DATA TO USE Block Start

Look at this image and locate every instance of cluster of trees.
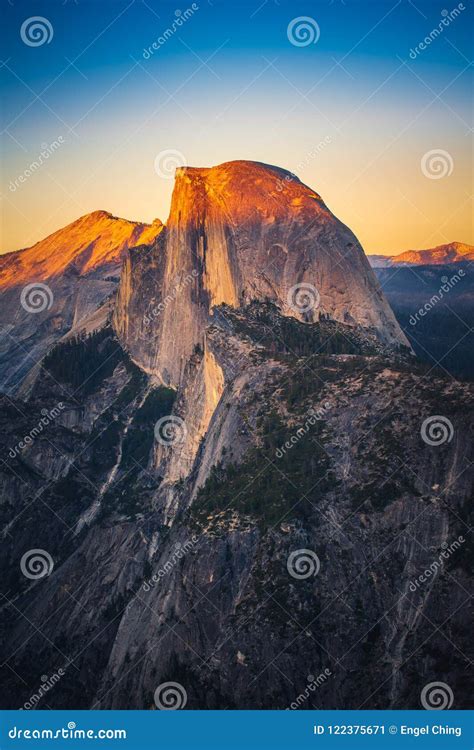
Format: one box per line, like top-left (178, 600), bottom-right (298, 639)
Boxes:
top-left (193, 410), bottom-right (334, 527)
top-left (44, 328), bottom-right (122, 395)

DATA TO USE Block End
DATA TO USE Block Start

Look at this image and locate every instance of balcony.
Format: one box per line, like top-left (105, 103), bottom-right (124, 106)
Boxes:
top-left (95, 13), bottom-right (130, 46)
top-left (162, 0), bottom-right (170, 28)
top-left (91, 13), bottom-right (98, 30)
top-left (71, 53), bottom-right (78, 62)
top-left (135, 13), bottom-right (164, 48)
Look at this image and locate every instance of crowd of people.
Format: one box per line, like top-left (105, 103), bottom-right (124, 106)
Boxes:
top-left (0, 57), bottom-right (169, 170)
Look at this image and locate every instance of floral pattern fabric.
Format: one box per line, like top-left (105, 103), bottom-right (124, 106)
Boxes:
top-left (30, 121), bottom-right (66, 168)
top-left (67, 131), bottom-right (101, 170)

DATA TO USE Block End
DATA TO USE Block Start

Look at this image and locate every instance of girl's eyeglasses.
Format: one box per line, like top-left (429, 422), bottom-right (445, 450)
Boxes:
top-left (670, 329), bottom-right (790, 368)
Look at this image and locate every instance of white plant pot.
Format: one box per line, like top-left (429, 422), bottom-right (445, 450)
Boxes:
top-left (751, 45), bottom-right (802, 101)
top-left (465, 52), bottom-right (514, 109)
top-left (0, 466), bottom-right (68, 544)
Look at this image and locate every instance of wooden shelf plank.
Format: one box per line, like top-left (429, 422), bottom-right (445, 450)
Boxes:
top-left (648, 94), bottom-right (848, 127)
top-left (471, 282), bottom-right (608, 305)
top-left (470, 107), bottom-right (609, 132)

DATA TO USE Block End

WHAT YOU ARE ASKED TO DO: The answer must consist of every line above that contains the word "Look".

EXERCISE RESULT:
Look at this image and locate every instance of cluster of trees.
Look at this image and locate every instance of balcony.
Look at this image and locate every instance of crowd of people.
Look at this image and locate every instance of floral pattern fabric.
Look at this image and locate every instance of girl's eyeglasses.
Look at this image and locate every instance of white plant pot.
Look at this image and locate every instance of wooden shelf plank.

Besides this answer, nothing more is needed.